SUPPLIED DATA>
--- BEGIN ---

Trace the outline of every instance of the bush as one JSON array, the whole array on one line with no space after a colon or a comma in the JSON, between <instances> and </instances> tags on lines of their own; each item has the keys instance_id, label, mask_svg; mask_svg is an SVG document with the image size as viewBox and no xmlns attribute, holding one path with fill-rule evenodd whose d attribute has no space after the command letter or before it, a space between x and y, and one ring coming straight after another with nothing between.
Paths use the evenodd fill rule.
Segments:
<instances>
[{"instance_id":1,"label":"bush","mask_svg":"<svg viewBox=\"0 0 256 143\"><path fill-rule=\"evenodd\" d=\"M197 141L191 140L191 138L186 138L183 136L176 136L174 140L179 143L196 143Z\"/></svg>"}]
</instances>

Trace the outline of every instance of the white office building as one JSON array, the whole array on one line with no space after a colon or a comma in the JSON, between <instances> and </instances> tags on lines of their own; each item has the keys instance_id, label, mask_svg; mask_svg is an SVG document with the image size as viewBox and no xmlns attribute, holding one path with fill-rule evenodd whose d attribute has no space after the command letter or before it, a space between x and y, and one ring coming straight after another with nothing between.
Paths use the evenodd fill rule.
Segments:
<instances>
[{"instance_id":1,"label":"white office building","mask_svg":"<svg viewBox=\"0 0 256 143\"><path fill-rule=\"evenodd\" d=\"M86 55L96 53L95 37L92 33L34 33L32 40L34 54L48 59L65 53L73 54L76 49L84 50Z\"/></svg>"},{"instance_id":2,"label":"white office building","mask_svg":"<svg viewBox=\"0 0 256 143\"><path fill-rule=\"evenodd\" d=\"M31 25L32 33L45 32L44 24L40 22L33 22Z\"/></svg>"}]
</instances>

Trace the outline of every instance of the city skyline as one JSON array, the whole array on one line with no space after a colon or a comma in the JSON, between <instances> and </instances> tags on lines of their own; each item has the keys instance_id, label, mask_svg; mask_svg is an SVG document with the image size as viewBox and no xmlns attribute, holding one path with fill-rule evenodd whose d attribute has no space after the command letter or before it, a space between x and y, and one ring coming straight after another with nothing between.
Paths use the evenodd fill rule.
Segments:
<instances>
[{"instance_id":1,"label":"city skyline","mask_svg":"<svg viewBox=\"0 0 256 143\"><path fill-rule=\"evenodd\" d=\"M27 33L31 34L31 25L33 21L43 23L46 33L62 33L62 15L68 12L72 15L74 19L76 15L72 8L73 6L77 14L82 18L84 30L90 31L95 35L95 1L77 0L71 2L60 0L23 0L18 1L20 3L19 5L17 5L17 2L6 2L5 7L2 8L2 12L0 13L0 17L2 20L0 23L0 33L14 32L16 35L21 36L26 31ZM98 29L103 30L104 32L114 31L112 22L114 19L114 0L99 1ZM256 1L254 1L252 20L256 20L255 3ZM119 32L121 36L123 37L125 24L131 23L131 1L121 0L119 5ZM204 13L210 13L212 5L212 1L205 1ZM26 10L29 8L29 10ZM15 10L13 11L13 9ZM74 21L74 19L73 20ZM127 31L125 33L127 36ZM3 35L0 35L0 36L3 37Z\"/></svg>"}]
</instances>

--- END ---

WHAT YOU NEED TO DO>
Copy out verbatim the stretch of the items from the line containing "Trace the outline of every instance of the city" through the final line.

RESPONSE BELOW>
Trace the outline of every instance of the city skyline as one JSON array, the whole array on one line with no space after a colon or a comma in the JSON, between <instances> and </instances> tags on lines of their own; each item has the keys instance_id, label, mask_svg; mask_svg is an SVG document with the image size as viewBox and no xmlns attribute, holding one path with fill-rule evenodd whose d attribute has no space after the command letter or before it, a space between x and y, and one ring coming straight after another with nothing between.
Paths use the evenodd fill rule.
Segments:
<instances>
[{"instance_id":1,"label":"city skyline","mask_svg":"<svg viewBox=\"0 0 256 143\"><path fill-rule=\"evenodd\" d=\"M27 33L31 34L31 25L33 21L43 23L46 33L62 33L62 15L68 12L72 15L74 19L76 15L72 8L73 6L77 14L82 18L84 30L90 31L95 35L95 1L77 0L71 2L60 0L23 0L18 1L20 3L19 5L17 5L17 2L6 2L5 7L2 8L2 12L0 13L0 17L2 20L0 23L0 33L14 32L16 35L21 36L26 31ZM98 29L103 30L104 32L114 31L112 22L114 19L114 0L99 1ZM256 1L254 1L252 20L256 20L255 3ZM119 32L121 36L123 37L125 24L131 23L131 1L121 0L119 5ZM204 13L210 13L212 5L212 1L205 1ZM26 10L29 8L29 10ZM15 10L13 11L13 9ZM74 21L74 19L73 20ZM127 31L125 33L127 36ZM3 35L0 35L0 36L3 37Z\"/></svg>"}]
</instances>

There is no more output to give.